Data in this exercise:
● ● ●
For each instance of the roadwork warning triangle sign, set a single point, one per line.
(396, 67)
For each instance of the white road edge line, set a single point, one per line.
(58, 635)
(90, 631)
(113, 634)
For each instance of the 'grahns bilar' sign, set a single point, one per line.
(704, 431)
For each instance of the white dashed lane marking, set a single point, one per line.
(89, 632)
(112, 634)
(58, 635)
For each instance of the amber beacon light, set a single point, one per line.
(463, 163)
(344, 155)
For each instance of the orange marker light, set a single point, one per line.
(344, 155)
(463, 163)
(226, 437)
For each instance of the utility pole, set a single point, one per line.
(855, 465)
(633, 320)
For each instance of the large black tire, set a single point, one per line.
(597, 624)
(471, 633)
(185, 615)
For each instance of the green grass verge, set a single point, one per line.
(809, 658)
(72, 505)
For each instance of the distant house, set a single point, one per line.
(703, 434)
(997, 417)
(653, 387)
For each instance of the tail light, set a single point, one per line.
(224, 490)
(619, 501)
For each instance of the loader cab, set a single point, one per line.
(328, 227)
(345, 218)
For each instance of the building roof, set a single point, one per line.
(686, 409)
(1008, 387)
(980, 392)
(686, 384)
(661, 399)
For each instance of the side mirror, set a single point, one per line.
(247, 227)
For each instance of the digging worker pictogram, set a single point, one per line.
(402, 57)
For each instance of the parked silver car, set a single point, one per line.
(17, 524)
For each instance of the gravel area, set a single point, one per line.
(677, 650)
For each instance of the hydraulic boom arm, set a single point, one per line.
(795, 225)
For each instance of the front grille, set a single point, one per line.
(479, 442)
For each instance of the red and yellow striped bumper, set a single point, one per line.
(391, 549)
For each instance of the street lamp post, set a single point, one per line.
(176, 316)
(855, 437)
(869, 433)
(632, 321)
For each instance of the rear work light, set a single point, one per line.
● ● ●
What is required: Retype exactly. Start at the line with "For each instance of the parked" and stop at the last line of the data.

Answer to this task:
For each instance of the parked silver car, set a single point, one per line.
(17, 524)
For each instance of the gravel area, set a single point, one per line.
(677, 650)
For each instance of the hydraulic boom arm, set a single point, one per line.
(795, 225)
For each instance of the front grille, set a single point, one per line.
(479, 442)
For each instance of the red and yellow striped bumper, set a single point, one per line.
(391, 549)
For each instance of the street lamp post, set a single point, one per line.
(176, 316)
(855, 437)
(869, 433)
(632, 321)
For each instance of the rear work light, set a single point, one per line.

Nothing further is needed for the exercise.